# start of DATA EXTRACT

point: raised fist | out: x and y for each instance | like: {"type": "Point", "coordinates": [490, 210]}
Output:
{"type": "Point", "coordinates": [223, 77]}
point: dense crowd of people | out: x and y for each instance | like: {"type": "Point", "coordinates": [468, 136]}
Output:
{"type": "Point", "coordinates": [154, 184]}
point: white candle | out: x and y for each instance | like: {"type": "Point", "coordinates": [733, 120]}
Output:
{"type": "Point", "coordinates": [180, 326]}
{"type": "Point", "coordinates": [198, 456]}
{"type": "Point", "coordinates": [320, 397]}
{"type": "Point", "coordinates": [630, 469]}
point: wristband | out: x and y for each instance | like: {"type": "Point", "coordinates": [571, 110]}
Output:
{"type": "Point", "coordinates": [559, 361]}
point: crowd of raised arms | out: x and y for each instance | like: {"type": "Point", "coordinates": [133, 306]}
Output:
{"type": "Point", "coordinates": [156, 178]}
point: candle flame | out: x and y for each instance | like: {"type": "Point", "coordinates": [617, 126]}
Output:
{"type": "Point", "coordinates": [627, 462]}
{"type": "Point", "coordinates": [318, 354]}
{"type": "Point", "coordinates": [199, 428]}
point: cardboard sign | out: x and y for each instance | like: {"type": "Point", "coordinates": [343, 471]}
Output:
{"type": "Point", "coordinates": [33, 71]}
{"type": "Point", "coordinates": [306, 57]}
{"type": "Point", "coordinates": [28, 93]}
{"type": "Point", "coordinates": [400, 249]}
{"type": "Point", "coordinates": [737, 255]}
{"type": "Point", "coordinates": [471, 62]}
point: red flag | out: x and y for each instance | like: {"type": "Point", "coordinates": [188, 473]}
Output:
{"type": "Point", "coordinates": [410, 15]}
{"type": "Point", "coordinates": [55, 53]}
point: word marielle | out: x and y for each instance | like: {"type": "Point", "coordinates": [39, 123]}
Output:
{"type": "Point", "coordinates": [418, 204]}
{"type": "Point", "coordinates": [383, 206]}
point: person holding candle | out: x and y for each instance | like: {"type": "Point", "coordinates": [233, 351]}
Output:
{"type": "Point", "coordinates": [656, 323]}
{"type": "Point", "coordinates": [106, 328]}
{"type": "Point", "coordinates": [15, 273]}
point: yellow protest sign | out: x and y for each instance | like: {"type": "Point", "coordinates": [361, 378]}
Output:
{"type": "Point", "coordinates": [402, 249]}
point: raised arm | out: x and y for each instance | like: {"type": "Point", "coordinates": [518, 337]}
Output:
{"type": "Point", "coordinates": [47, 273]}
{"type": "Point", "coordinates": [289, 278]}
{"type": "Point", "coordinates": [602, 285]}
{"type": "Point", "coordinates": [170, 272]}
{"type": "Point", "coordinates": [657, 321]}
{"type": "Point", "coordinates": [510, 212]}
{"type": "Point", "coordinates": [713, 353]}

# end of DATA EXTRACT

### REQUIREMENTS
Reproduce all of the rows above word for word, keeping every line in its original order and form.

### EXPECTED ANSWER
point: raised fist | out: x and y for each instance | like: {"type": "Point", "coordinates": [490, 210]}
Output:
{"type": "Point", "coordinates": [223, 77]}
point: dense crowd of people | out: x and y for each instance | like: {"type": "Point", "coordinates": [468, 136]}
Output:
{"type": "Point", "coordinates": [154, 184]}
point: white candle | out: x and y for each instance | like: {"type": "Point", "coordinates": [733, 120]}
Output:
{"type": "Point", "coordinates": [180, 326]}
{"type": "Point", "coordinates": [198, 456]}
{"type": "Point", "coordinates": [320, 397]}
{"type": "Point", "coordinates": [630, 469]}
point: wristband | out: x and y for each instance | like: {"type": "Point", "coordinates": [571, 110]}
Output:
{"type": "Point", "coordinates": [559, 361]}
point: crowd of raised arms | out: x and y for each instance | like: {"type": "Point", "coordinates": [133, 306]}
Output:
{"type": "Point", "coordinates": [156, 178]}
point: candle flame | out: x and y for each instance | like: {"type": "Point", "coordinates": [617, 126]}
Output:
{"type": "Point", "coordinates": [627, 462]}
{"type": "Point", "coordinates": [318, 354]}
{"type": "Point", "coordinates": [199, 428]}
point: cardboard sign | out: x and y for each instance | like: {"type": "Point", "coordinates": [343, 471]}
Output:
{"type": "Point", "coordinates": [33, 71]}
{"type": "Point", "coordinates": [306, 57]}
{"type": "Point", "coordinates": [28, 93]}
{"type": "Point", "coordinates": [400, 249]}
{"type": "Point", "coordinates": [737, 255]}
{"type": "Point", "coordinates": [471, 62]}
point: red flag | out: x and y for each instance | like: {"type": "Point", "coordinates": [188, 473]}
Output:
{"type": "Point", "coordinates": [410, 15]}
{"type": "Point", "coordinates": [55, 53]}
point: word marielle | out: x and y for each instance | like: {"type": "Point", "coordinates": [39, 123]}
Output:
{"type": "Point", "coordinates": [418, 204]}
{"type": "Point", "coordinates": [383, 206]}
point: person holding candle | out: x and y for each instance | like: {"type": "Point", "coordinates": [233, 351]}
Output:
{"type": "Point", "coordinates": [656, 323]}
{"type": "Point", "coordinates": [106, 328]}
{"type": "Point", "coordinates": [15, 273]}
point: yellow protest sign | out: x and y for each instance | like: {"type": "Point", "coordinates": [361, 378]}
Output:
{"type": "Point", "coordinates": [402, 249]}
point: raised arm | out: x and y for each instance | like: {"type": "Point", "coordinates": [518, 337]}
Output:
{"type": "Point", "coordinates": [47, 273]}
{"type": "Point", "coordinates": [289, 278]}
{"type": "Point", "coordinates": [602, 285]}
{"type": "Point", "coordinates": [170, 272]}
{"type": "Point", "coordinates": [657, 321]}
{"type": "Point", "coordinates": [510, 212]}
{"type": "Point", "coordinates": [713, 353]}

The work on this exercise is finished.